Por Tito Zegarra Marín
Hasta
1940 el distrito Sucre (Celendín) era conocido como Huauco, vocablo ancestral
que quizá aludía a una planta silvestre, al trinar de un ave ignota, a una canción
huanca (de Huancayo) o un gesto de solidaridad. Todas son acepciones válidas y
significativas, pero hace 81 años se cambió ese nombre por Sucre. Este cambio,
para algunos, fue acertado pues dio realce al distrito al aludir a un héroe de
la independencia, y para otros (me incluyo), fue innecesario y prejuicioso pues
subestimó a nuestra lengua originaria. Lo que sí resulta desatinado y hasta cursi
es celebrar ese cambio de nombre (15 de noviembre).

Tareas por realizar:
1. Según el texto sobre Huauco, ¿a qué cosas quizá aludía ese vocablo ancestral? Enuméralas todas.
2. Continúa el texto sobre Huauco a partir de su última oración.
El listado no guarda relación con el texto sobre Huauco.

Extracto de datos:
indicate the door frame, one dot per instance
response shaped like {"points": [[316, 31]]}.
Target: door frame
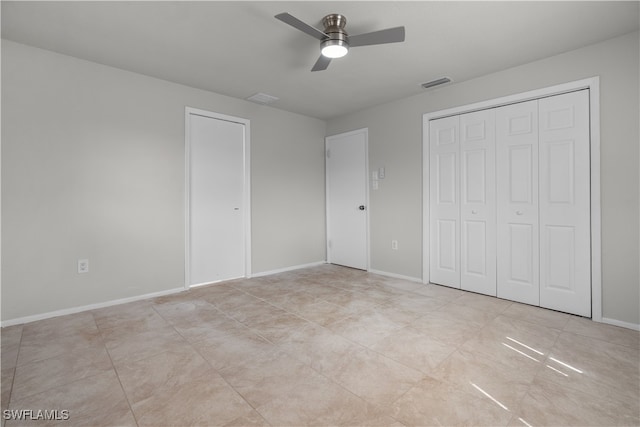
{"points": [[593, 84], [364, 131], [246, 197]]}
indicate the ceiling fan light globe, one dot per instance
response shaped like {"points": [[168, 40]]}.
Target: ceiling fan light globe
{"points": [[334, 48]]}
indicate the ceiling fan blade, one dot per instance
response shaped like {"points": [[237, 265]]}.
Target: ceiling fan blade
{"points": [[321, 64], [302, 26], [390, 35]]}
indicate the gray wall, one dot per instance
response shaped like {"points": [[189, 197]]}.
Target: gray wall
{"points": [[395, 139], [93, 167]]}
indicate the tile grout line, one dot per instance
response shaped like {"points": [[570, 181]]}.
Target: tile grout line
{"points": [[115, 370]]}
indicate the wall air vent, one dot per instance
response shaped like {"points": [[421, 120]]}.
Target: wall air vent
{"points": [[262, 98], [436, 82]]}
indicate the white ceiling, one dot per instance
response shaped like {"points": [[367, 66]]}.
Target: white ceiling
{"points": [[238, 48]]}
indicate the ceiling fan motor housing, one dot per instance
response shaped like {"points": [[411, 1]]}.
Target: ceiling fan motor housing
{"points": [[334, 29]]}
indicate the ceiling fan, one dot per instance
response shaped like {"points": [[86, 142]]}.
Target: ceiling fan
{"points": [[334, 40]]}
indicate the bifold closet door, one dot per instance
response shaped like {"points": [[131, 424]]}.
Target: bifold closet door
{"points": [[565, 224], [478, 202], [444, 201], [517, 208], [462, 188]]}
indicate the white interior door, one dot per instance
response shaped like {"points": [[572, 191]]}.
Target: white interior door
{"points": [[445, 201], [517, 209], [347, 199], [478, 202], [565, 245], [216, 239]]}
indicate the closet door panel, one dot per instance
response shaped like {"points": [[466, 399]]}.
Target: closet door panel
{"points": [[477, 204], [565, 263], [517, 202], [444, 192]]}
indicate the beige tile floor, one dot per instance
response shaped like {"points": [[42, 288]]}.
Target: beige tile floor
{"points": [[323, 346]]}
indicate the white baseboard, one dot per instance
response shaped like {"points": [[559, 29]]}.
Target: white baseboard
{"points": [[283, 270], [396, 276], [73, 310], [620, 323]]}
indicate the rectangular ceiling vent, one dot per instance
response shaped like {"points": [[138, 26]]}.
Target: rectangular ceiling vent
{"points": [[262, 98], [436, 82]]}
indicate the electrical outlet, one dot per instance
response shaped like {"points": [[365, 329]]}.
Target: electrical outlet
{"points": [[83, 266]]}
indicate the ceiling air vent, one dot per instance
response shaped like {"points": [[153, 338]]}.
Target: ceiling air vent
{"points": [[262, 98], [436, 82]]}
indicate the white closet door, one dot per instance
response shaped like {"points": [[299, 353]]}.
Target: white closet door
{"points": [[216, 195], [445, 201], [517, 194], [565, 261], [478, 199]]}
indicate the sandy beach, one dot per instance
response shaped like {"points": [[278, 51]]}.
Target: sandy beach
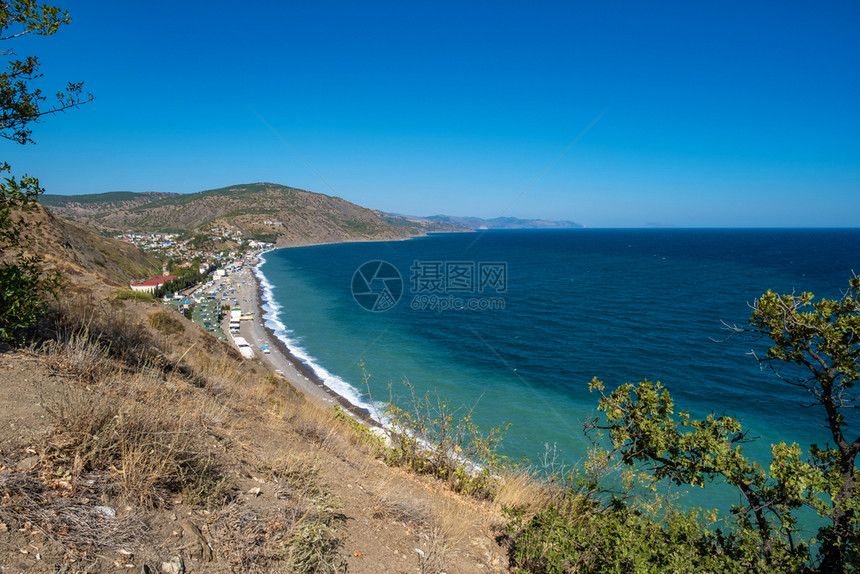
{"points": [[279, 359]]}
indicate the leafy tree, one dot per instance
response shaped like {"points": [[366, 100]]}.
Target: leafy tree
{"points": [[23, 284], [814, 345]]}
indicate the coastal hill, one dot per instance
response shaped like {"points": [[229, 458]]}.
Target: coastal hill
{"points": [[477, 223], [266, 211], [136, 441]]}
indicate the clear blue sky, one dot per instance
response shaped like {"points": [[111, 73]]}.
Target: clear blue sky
{"points": [[679, 113]]}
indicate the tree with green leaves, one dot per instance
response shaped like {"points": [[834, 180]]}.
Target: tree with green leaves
{"points": [[815, 346], [23, 283]]}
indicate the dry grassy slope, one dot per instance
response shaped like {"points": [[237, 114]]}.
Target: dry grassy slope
{"points": [[307, 217], [124, 445], [78, 252]]}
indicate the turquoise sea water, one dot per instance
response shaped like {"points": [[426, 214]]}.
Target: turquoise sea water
{"points": [[621, 305]]}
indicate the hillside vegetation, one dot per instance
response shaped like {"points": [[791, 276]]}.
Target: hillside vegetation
{"points": [[137, 442]]}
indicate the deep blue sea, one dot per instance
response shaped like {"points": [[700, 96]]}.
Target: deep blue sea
{"points": [[518, 322]]}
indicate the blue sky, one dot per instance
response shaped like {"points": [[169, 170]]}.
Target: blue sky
{"points": [[611, 114]]}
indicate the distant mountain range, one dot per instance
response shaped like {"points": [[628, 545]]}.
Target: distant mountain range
{"points": [[502, 222], [266, 211]]}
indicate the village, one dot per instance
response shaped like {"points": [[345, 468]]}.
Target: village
{"points": [[202, 284]]}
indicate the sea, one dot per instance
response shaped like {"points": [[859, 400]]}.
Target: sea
{"points": [[512, 325]]}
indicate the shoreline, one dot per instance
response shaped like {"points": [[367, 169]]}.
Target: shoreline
{"points": [[296, 372]]}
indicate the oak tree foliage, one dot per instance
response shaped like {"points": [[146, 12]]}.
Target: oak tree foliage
{"points": [[814, 345]]}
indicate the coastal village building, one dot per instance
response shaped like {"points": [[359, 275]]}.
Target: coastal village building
{"points": [[150, 285]]}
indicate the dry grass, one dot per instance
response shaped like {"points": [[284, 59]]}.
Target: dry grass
{"points": [[149, 420], [520, 489], [75, 528]]}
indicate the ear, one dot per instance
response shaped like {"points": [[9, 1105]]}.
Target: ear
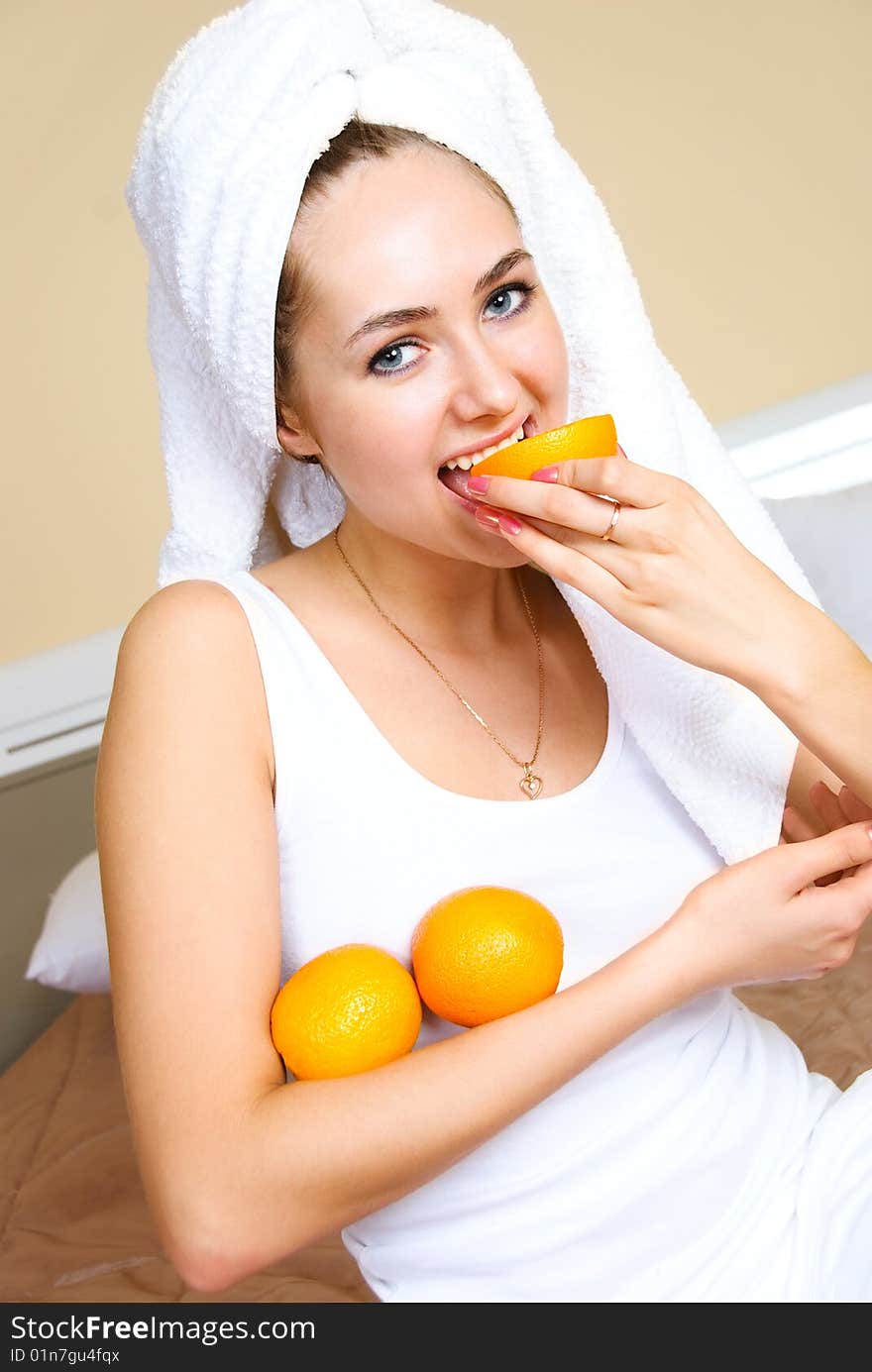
{"points": [[292, 435]]}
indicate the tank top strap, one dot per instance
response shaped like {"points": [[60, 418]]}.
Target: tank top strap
{"points": [[308, 745]]}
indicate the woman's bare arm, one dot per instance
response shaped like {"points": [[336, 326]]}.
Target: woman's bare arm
{"points": [[241, 1166]]}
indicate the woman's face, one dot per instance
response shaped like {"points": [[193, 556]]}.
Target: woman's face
{"points": [[388, 406]]}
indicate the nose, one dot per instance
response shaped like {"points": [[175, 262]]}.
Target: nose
{"points": [[484, 381]]}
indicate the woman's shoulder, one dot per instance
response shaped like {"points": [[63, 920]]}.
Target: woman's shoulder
{"points": [[188, 655]]}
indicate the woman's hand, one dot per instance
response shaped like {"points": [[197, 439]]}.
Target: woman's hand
{"points": [[835, 811], [670, 571], [766, 919]]}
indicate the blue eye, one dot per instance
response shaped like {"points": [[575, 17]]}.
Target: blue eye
{"points": [[525, 288]]}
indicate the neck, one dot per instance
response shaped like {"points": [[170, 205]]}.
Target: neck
{"points": [[444, 604]]}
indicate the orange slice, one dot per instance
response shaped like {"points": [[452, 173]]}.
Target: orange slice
{"points": [[595, 437]]}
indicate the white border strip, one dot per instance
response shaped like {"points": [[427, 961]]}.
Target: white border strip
{"points": [[53, 705]]}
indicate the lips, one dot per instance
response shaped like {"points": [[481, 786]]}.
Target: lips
{"points": [[456, 477]]}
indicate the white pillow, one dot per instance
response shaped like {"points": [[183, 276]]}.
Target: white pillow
{"points": [[71, 951], [829, 539]]}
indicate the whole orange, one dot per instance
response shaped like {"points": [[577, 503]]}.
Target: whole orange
{"points": [[484, 952], [348, 1010]]}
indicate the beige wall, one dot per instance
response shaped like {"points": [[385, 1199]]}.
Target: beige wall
{"points": [[728, 143]]}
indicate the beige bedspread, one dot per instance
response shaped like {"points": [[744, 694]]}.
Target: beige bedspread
{"points": [[74, 1224]]}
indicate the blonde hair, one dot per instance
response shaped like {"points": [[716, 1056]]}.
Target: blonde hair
{"points": [[358, 142]]}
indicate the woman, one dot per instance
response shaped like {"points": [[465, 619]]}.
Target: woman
{"points": [[640, 1135]]}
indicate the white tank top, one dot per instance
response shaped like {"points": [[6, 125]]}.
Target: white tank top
{"points": [[661, 1172]]}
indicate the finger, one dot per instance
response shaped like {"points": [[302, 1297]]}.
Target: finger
{"points": [[798, 829], [850, 898], [843, 848], [565, 564], [563, 506]]}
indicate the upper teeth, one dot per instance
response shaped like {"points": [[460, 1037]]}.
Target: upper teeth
{"points": [[472, 459]]}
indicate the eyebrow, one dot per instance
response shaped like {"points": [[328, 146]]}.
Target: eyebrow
{"points": [[413, 313]]}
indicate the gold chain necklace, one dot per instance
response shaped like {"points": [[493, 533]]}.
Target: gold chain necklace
{"points": [[529, 784]]}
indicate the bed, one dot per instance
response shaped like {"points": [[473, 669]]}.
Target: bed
{"points": [[75, 1226]]}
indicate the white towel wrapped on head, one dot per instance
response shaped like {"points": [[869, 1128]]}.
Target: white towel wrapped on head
{"points": [[227, 142]]}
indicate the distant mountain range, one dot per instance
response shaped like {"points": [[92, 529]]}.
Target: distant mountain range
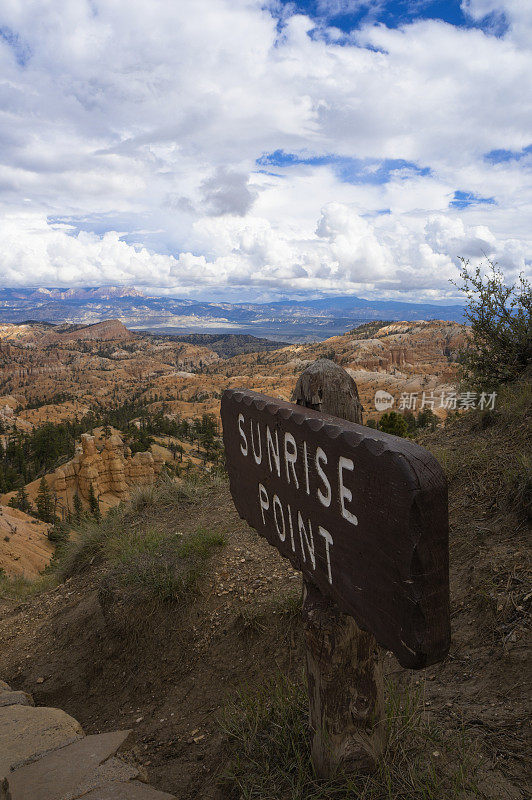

Respuestas de la actividad:
1.
- A una planta silvestre
- Al trinar de un ave ignota
- A una canción huanca (de Huancayo)
- A un gesto de solidaridad

2.
Antiguamente,
pocas familias, entre indígenas y mestizas asentadas al lado noroeste de la
laguna Huaucococha integraban la pequeña estancia nominada Huauco, la cual,
pasado el régimen colonial creció como pequeña urbe. Fue importante en ello la
distribución gratuita y equitativa de las tierras del valle (1898-1902) bajo el
sistema de solares a todos los pobladores y, más adelante, la desecación de la
laguna (1946-1949), que dejó tierras bastante abonadas. Ambos hechos impulsaron
la producción agrícola y pecuaria: los maizales familiares fueron vastos, convertidos
después en pastizales para ganado lechero.
La
pequeña urbe, por esos años, ya mostraba sus casas de adobe y teja de uno y dos
pisos, puertas y balcones de madera, calles empedradas con acequias por las que
siempre circulaba agua; muchas viviendas con su patio y huerto interiores, con
su horno casero y cordeles tendidos para secar las guayungas. Lástima que ya
quedan pocas de ese diseño y características, pero si quedan muchos recuerdos y
razonables inquietudes porque se conserven y rescaten.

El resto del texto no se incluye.